## Problem to work on
Where does the word "chair" appear in the entries below? Copy each line that holds it.

## Records for this task
====

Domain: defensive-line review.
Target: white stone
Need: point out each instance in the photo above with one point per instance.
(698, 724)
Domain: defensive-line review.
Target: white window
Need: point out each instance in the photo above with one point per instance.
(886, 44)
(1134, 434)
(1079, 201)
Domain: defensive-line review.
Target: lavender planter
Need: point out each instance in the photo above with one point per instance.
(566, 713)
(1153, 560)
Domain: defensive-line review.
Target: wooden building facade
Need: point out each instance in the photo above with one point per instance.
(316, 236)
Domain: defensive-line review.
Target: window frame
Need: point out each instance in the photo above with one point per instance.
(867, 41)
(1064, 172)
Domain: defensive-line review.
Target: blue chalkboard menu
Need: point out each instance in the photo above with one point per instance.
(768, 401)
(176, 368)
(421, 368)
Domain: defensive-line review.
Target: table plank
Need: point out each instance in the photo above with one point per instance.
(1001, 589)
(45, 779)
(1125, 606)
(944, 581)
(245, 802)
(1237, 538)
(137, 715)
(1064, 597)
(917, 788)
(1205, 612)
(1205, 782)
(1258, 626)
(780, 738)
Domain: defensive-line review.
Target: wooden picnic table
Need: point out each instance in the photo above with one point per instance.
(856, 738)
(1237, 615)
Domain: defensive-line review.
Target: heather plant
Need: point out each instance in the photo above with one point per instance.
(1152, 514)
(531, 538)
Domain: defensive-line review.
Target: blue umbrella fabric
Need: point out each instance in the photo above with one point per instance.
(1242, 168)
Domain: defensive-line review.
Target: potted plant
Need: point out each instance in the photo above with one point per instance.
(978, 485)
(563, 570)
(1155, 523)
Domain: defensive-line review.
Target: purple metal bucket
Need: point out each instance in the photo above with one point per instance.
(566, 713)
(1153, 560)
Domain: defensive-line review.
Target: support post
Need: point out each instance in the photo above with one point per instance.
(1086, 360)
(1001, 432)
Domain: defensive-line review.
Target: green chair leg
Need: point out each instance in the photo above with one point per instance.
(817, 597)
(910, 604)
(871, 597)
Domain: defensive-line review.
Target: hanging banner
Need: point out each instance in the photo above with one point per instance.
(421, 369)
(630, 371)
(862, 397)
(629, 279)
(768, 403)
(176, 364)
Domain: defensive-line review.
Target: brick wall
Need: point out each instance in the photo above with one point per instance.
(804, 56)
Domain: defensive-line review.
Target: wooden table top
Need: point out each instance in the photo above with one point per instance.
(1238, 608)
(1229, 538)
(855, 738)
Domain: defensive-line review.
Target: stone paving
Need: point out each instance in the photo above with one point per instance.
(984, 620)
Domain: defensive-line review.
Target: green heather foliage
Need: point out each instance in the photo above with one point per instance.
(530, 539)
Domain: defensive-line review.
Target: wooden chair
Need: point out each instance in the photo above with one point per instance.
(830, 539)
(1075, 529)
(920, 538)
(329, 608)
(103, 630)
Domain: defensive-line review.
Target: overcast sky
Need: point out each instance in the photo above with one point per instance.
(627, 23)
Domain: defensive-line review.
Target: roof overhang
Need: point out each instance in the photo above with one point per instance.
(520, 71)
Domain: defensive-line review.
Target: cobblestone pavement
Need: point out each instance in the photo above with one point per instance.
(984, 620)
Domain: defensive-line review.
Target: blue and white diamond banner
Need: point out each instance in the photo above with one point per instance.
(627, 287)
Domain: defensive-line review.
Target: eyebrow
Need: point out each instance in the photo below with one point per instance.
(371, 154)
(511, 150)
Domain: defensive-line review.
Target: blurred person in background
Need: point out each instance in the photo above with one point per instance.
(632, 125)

====

## Output of the task
Target: green chair leg
Target: wooden chair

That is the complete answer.